__AIM OF THE TASK__
Count the lines in the material below that contain the string "utility", and give only that number.

::::::

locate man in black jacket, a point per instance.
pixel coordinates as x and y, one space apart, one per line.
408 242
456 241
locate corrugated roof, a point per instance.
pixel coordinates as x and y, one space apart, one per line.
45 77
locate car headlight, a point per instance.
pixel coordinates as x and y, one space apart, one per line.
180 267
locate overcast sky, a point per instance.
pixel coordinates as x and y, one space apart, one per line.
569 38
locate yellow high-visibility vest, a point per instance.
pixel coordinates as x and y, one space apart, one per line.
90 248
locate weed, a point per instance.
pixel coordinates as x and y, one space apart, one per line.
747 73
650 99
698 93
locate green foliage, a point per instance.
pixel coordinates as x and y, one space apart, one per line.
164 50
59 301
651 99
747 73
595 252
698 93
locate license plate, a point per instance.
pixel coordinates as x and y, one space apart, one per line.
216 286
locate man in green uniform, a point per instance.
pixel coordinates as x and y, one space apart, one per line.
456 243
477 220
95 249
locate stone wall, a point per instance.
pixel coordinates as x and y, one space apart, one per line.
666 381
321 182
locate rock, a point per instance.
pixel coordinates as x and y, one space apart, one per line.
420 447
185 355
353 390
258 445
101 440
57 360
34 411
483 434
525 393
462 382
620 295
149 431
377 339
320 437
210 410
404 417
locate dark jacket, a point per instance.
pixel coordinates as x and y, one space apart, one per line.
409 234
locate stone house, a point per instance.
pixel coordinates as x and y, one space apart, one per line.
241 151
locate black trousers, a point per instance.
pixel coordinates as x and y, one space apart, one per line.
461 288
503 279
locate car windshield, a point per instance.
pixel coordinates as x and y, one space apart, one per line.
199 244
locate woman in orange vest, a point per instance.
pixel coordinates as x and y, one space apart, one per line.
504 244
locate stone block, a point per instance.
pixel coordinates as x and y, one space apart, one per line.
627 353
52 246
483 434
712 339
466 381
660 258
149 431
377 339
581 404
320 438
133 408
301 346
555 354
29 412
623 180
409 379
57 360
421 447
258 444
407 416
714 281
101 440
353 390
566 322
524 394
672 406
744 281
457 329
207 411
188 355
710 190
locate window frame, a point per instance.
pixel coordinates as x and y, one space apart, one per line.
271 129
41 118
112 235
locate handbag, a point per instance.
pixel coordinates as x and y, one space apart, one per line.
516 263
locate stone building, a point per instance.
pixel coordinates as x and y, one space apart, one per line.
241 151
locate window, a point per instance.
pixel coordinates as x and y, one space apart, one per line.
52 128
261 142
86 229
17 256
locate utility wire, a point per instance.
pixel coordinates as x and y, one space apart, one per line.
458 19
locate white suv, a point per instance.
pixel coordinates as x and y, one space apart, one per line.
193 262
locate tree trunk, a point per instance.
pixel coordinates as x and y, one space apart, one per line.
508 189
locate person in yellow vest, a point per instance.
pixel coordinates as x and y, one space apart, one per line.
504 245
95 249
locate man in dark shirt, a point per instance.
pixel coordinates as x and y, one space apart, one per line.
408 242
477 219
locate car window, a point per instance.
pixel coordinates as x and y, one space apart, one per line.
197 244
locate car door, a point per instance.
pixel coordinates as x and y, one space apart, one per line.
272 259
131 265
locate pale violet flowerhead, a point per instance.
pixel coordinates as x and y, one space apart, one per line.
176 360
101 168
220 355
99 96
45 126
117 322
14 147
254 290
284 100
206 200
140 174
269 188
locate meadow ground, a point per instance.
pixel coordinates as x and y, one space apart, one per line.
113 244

::::::

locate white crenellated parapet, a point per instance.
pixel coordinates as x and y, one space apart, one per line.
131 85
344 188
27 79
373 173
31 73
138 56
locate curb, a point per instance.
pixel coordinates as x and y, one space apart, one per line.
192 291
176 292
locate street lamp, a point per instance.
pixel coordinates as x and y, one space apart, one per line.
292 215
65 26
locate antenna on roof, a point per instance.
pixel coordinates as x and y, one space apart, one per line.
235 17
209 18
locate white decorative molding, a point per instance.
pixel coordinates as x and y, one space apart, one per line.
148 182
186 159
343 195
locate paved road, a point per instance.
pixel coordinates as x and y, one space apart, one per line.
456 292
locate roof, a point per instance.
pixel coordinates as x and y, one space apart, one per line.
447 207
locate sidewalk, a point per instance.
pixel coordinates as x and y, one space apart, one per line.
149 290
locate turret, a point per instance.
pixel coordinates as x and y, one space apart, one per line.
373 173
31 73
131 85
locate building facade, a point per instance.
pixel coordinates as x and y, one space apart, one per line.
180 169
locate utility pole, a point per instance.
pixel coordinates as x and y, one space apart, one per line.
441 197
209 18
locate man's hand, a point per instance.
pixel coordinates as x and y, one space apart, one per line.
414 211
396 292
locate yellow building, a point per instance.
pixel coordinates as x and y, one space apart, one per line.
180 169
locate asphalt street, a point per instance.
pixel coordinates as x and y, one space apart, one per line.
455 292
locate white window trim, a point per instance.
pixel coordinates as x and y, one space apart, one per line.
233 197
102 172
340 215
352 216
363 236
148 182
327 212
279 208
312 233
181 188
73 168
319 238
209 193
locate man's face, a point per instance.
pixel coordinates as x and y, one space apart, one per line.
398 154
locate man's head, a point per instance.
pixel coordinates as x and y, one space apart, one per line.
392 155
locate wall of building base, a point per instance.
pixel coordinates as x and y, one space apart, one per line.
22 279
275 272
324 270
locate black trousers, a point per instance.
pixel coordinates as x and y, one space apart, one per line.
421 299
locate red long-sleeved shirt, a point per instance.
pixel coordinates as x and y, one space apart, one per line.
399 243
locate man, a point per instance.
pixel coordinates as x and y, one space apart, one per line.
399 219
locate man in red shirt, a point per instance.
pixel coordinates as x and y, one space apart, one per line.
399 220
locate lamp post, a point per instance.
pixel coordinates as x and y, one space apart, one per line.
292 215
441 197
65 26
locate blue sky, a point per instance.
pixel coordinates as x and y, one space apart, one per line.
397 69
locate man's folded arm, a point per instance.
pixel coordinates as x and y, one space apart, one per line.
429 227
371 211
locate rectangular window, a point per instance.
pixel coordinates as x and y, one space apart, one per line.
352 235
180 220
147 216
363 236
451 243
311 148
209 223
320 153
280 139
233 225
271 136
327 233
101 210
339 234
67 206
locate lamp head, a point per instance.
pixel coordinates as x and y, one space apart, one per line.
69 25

::::::

__FULL ANSWER__
2